TEXTO:
----------------

Um dos casos citados como exemplo de superação é o de Iago Mateus Moraes Boff, 22 anos. Frequentador dos serviços de acolhimento em Caxias desde os 17 anos, hoje ele trabalha como reciclador informal. Apesar de avaliar com cautela o própria situação, o jovem afirma ter ambições em conseguir um emprego com carteira assinada e concluir os estudos.
— Eu admito que antes me aproveitava do acolhimento, não tinha interesse com nada. Mas de uns tempos pra cá, mudei. Quero terminar meus estudos até o fim do ano e ter um serviço formal. Meu sonho é me tornar educador, mas vou um passo de cada vez — relata.
Usuário de drogas desde os 10 anos, ele comemora ter largado o crack há quase dois anos:
— Minha mãe me falou semana passada que eu posso viver com ela de novo se eu quiser. Isso é mais um sinal de que as coisas estão dando certo. Para mim, tudo isso foi mesmo uma superação. Cheguei ao fundo do poço com o crack, hoje, faz um ano e oito meses que não uso e aos poucos estou conquistando de volta tudo o que perdi — destaca.
A mesma dificuldade de Iago é replicada pelo artesão, Renato Debetio, que reclama da falta de oportunidades no mercado de trabalho. Desde que teve o material que permitia realizar a atividade de escultor furtado, ele afirma não ter mais conseguido uma renda fixa.
_ Além de todo o preconceito pela minha condição, ainda tenho que enfrentar preconceito devido à idade. Tenho 58 anos, sou qualificado, já fui gerente de transportadora, bancário, mas mesmo assim, as empresas me consideram velho demais.

----------------

EXERCÍCIOS PROPOSTOS:
(A) Traduza para o inglês esta frase do texto sobre o acolhimento em Caxias: "Desde que teve o material que permitia realizar a atividade de escultor furtado, ele afirma não ter mais conseguido uma renda fixa."
(B) Com base no texto, responda:
(i) Quantos anos tem Iago Mateus Moraes Boff?
(ii) Em que Iago trabalha hoje?
(iii) Que idade Renato Debetio diz ter?

LINHAS FORNECIDAS:

----------------

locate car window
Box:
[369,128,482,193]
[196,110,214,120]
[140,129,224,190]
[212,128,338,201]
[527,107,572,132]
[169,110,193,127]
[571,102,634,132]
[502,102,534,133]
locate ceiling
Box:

----------------

RESPOSTAS:
(A) Since the material that allowed him to work as a sculptor was stolen, he says he has not been able to earn a steady income.

(B)
(i) 22 anos.
(ii) Como reciclador informal.
(iii) 58 anos.